#### [Task details]
Repeat every line of the material below, word for word.

§ §

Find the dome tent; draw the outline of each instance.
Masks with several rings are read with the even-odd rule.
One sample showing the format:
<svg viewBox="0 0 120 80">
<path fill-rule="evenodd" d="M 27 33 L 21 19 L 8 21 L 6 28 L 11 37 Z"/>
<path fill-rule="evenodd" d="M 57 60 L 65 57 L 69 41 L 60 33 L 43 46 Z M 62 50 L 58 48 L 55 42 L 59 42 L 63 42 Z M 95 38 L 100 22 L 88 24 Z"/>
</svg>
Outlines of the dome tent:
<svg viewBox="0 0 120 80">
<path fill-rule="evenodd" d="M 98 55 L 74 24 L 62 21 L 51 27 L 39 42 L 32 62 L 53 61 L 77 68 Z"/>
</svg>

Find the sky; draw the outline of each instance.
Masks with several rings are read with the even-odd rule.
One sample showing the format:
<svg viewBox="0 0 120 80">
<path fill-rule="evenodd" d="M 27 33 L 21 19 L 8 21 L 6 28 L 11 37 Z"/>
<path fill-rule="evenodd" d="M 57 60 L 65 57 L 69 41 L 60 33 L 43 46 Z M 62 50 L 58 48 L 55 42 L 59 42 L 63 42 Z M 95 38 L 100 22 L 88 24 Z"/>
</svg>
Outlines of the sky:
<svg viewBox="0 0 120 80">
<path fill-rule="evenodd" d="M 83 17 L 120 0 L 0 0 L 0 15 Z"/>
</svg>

§ §

#### [Output of the task]
Find the dome tent; draw the outline of each instance.
Masks with several rings are read with the even-odd rule.
One sample showing the format:
<svg viewBox="0 0 120 80">
<path fill-rule="evenodd" d="M 27 33 L 21 19 L 8 21 L 6 28 L 11 37 Z"/>
<path fill-rule="evenodd" d="M 57 60 L 65 57 L 69 41 L 60 33 L 43 46 Z M 62 50 L 58 48 L 55 42 L 59 42 L 63 42 Z M 95 38 L 100 22 L 88 24 Z"/>
</svg>
Outlines of the dome tent:
<svg viewBox="0 0 120 80">
<path fill-rule="evenodd" d="M 98 55 L 74 24 L 62 21 L 51 27 L 39 42 L 32 62 L 53 61 L 77 68 Z"/>
</svg>

Find the sky; draw the outline of each instance.
Masks with several rings are read with the even-odd rule.
One sample showing the format:
<svg viewBox="0 0 120 80">
<path fill-rule="evenodd" d="M 27 33 L 21 19 L 8 21 L 6 28 L 11 37 Z"/>
<path fill-rule="evenodd" d="M 57 60 L 65 57 L 69 41 L 60 33 L 43 46 Z M 62 50 L 58 48 L 55 42 L 59 42 L 63 42 Z M 95 38 L 100 22 L 88 24 Z"/>
</svg>
Outlines of the sky:
<svg viewBox="0 0 120 80">
<path fill-rule="evenodd" d="M 83 17 L 120 0 L 0 0 L 0 15 Z"/>
</svg>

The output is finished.